:: Problem ::
Would you give the data below back exactly as it reads?

:: Material for this task ::
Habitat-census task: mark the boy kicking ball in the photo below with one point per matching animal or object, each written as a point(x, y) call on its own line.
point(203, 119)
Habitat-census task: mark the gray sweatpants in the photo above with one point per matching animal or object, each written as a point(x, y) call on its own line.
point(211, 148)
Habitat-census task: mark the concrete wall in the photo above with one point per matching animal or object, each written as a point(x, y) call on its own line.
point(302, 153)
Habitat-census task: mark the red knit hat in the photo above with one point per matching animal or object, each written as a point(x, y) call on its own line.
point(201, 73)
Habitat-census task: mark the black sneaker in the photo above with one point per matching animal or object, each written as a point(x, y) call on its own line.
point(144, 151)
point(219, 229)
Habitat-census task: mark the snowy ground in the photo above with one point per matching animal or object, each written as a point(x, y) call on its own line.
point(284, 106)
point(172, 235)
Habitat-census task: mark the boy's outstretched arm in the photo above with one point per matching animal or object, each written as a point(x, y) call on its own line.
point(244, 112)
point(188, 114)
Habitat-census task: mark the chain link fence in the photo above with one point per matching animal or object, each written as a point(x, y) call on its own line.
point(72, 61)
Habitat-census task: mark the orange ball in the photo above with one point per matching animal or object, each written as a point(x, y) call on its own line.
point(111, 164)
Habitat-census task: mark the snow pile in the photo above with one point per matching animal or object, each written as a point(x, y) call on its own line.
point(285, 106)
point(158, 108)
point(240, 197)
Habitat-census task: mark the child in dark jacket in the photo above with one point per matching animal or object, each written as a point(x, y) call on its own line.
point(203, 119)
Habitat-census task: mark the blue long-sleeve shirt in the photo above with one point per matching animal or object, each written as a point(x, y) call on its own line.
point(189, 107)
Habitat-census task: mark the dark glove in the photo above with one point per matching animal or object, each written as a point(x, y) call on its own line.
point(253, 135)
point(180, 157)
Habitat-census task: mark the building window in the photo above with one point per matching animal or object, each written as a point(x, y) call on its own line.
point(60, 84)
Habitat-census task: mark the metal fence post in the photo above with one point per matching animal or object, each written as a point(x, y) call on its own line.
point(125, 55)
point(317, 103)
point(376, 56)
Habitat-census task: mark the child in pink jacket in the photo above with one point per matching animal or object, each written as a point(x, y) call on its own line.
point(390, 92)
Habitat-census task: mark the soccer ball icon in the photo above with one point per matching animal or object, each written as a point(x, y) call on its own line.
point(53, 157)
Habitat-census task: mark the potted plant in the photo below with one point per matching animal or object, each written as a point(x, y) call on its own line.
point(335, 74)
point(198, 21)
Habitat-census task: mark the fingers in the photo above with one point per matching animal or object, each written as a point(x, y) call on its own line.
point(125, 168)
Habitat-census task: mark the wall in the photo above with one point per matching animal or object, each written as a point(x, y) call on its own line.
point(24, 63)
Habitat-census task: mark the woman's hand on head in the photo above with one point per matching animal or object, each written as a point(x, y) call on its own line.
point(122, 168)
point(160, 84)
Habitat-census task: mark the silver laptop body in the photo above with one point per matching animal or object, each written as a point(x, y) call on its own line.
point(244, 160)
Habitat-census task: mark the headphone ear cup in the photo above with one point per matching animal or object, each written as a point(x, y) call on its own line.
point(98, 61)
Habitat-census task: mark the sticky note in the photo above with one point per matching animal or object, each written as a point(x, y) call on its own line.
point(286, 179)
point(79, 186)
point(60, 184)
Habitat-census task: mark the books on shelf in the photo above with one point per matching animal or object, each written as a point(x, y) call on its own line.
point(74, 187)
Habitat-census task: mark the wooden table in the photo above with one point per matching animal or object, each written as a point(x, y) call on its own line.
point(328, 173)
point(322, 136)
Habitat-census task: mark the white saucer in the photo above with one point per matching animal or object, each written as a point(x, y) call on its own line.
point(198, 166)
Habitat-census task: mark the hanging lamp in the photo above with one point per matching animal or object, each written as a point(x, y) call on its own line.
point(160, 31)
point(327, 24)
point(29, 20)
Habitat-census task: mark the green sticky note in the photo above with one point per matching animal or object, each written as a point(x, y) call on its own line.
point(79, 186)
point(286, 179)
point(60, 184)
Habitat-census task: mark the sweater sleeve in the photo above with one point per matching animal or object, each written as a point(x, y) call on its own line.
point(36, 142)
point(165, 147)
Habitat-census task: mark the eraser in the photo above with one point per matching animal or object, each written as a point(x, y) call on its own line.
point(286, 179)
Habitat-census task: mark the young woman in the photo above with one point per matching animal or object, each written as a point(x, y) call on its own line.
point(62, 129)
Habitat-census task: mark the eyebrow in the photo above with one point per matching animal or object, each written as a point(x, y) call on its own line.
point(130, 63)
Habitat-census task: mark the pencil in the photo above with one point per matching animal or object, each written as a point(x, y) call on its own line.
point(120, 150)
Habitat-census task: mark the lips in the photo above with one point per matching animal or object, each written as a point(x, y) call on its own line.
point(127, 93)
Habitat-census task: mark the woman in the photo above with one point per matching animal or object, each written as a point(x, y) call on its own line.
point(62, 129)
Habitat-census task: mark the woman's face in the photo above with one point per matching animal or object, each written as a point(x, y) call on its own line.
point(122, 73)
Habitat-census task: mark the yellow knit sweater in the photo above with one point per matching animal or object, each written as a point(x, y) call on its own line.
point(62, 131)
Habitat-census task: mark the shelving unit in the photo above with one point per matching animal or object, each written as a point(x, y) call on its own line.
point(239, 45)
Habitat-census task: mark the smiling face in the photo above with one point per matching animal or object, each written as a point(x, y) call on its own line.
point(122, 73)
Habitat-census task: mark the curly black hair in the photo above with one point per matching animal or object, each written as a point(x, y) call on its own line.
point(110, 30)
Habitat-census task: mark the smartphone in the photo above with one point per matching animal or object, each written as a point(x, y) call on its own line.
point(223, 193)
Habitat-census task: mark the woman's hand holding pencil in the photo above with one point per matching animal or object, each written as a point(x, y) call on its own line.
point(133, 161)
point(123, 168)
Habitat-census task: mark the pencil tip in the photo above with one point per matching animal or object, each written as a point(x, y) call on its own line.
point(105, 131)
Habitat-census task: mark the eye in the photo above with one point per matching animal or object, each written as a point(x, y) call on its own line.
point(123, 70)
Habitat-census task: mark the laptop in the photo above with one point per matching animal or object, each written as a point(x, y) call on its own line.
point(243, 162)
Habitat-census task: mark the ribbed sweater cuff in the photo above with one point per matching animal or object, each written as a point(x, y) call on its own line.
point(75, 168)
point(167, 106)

:: Reply ::
Habitat-census task: mark the boy kicking ball in the photo below with one point per matching animal or object, each written as a point(x, y) call on its own line.
point(203, 119)
Habitat-census task: mark the gray sweatpants in the photo above with one point per matching animal or object, each written as a point(x, y) call on its own line.
point(211, 148)
Habitat-census task: mark the concrete wall in the photo above with one point per matching animal or object, each written as a point(x, y) call on its own line.
point(302, 153)
Habitat-census task: mark the red knit hat in the photo above with one point per matching animal or object, each written as a point(x, y) call on its own line.
point(201, 73)
Habitat-census task: mark the black sneaker in the photo above with one point per matching animal or object, each written as a point(x, y) call on its own line.
point(144, 151)
point(219, 229)
Habitat-census task: mark the snowy ground in the photo above with one point per matching animal or object, each written as a point(x, y) call on its own line.
point(284, 106)
point(172, 235)
Habitat-census task: mark the boy's outstretched arm in the photo above with one point per matching animal or object, each written as a point(x, y) call on its own line.
point(244, 112)
point(188, 114)
Habitat-census task: mark the chain link fence in the photo above with one point per matching animal or object, each written as a point(x, y) call on its own line.
point(72, 61)
Habitat-census task: mark the orange ball in the photo above with one point per matching animal or object, each written as a point(x, y) call on its own line.
point(111, 164)
Habitat-census task: mark the snow pile in the photo above with one point per matching animal or object, each written as a point(x, y) call on its own line.
point(285, 106)
point(158, 108)
point(240, 197)
Habitat-census task: mark the child in dark jacket in the photo above with one point per matching animal or object, each written as a point(x, y) call on its own line.
point(203, 119)
Habitat-census task: mark the blue long-sleeve shirt in the photo above with one point per matching animal or object, each written as a point(x, y) call on its own line.
point(189, 107)
Habitat-census task: mark the dark glove in the photo above with one point per matching animal or object, each written as a point(x, y) call on its own line.
point(253, 135)
point(180, 157)
Habitat-census task: mark the building window in the photo above with one point per matching animal or object, each written as a point(x, y) call on its own line.
point(60, 84)
Habitat-census task: mark the metal fence post in the photo above with one point per matching animal or object, each written as a point(x, y) call on its own line.
point(125, 55)
point(317, 103)
point(376, 56)
Habitat-census task: mark the child in pink jacket in the photo above with one point per matching animal or object, each written as a point(x, y) call on its own line.
point(390, 92)
Habitat-census task: mark the soccer ball icon in the photo above with one point per matching animal or object, each written as a point(x, y) call on its own line.
point(53, 157)
Habitat-census task: mark the potted plant in the photo below with one point per matching animal or object, each written as a point(x, y) call on its own line.
point(335, 74)
point(198, 21)
Habitat-census task: mark the fingers in the photo above with one point per matching animal or object, each written as a point(x, y) call on its own line.
point(125, 168)
Habitat-census task: mark the wall in the photo above with one point per matching animal or object, each written as a point(x, y) call on its own line.
point(24, 63)
Habitat-census task: mark the woman's hand on head in the photo above with one point per matching animal or object, each written as a point(x, y) call on its own line.
point(122, 168)
point(160, 84)
Habitat-census task: mark the silver laptop body in the photo above with one point per matching animal or object, each written as a point(x, y) call on its own line.
point(244, 160)
Habitat-census task: mark the headphone ear cup in the photo above with one point per matching animal or object, each written as a point(x, y) call on its own line.
point(98, 61)
Habitat-census task: mark the sticky note in the photo above with one point per matching animal or object, each written as a point(x, y) call on its own line.
point(286, 179)
point(79, 186)
point(60, 184)
Habitat-census task: mark the books on shelf in the photo above with one point per matching animal or object, each written as a point(x, y) call on its own line.
point(74, 187)
Habitat-census task: mark the wooden table in the photo above with one point per matching animal or object, each written as a point(x, y) call on its own line.
point(328, 173)
point(322, 136)
Habitat-census task: mark the white saucer in the photo above with one point per matching animal or object, each written as a point(x, y) call on its own line.
point(198, 166)
Habitat-census task: mark the hanging lamp in the photo above with one point per matching animal or object, each written as a point(x, y) call on its own line.
point(160, 31)
point(327, 24)
point(29, 20)
Habitat-census task: mark the green sticky note in the photo above with one point per matching animal or object, each written as a point(x, y) call on its own line.
point(79, 186)
point(286, 179)
point(60, 184)
Habitat-census task: mark the sweater sleeve in the photo above with one point per matching animal or object, each written as a point(x, y) call on its own line.
point(36, 142)
point(165, 147)
Habitat-census task: mark the eraser in the photo above with one point per matching animal or object, each written as a point(x, y) call on its own line.
point(286, 179)
Habitat-census task: mark the young woman in the photo above with one point per matching animal or object, each written as a point(x, y) call on its own line.
point(62, 129)
Habitat-census task: mark the eyebrow in the photo above with one point per matching animal or object, each written as a point(x, y) call on its own line.
point(130, 63)
Habitat-census task: mark the pencil in the photo above with one point per matching animal or object, each written as a point(x, y) call on its own line.
point(120, 150)
Habitat-census task: mark the lips in the photo above with one point per matching animal or object, each written as a point(x, y) call on its own line.
point(127, 93)
Habitat-census task: mark the woman in the photo above with one point per matching animal or object, each written as a point(x, y) call on its own line.
point(62, 129)
Habitat-census task: mark the woman's face in the photo above with one point per matching animal or object, each written as a point(x, y) call on its own line.
point(122, 73)
Habitat-census task: mark the yellow knit sweater in the photo above with one point per matching animal or object, each written as a point(x, y) call on its own line.
point(62, 131)
Habitat-census task: mark the shelving unit in the photo above with one point per matching animal or object, each written as a point(x, y) call on its own line.
point(239, 45)
Habitat-census task: mark the smiling face in the photo above with one point per matching animal or object, each written as a point(x, y) call on its own line.
point(122, 73)
Habitat-census task: mark the curly black hair in the photo above with one point per matching animal or object, each written as a point(x, y) call on its own line.
point(110, 30)
Habitat-census task: mark the smartphone in the photo above with one point per matching animal or object, each written as a point(x, y) call on its own line.
point(223, 193)
Habitat-census task: mark the woman's hand holding pencil in the photo above with one point per matching animal or object, each written as a point(x, y) call on its own line.
point(133, 161)
point(123, 168)
Habitat-census task: mark the pencil tip in the photo above with one point per matching animal or object, each written as a point(x, y) call on its own line.
point(105, 131)
Habitat-census task: mark the eye in the photo above with one point per matching animal or object, each written as a point(x, y) call on its own line.
point(123, 70)
Habitat-census task: mark the laptop in the photo above with one point per matching animal or object, each written as a point(x, y) call on its own line.
point(243, 162)
Habitat-census task: mark the ribbed sweater cuff in the photo above with one point per matching animal or object, each written as a point(x, y) call on its own line.
point(75, 168)
point(167, 106)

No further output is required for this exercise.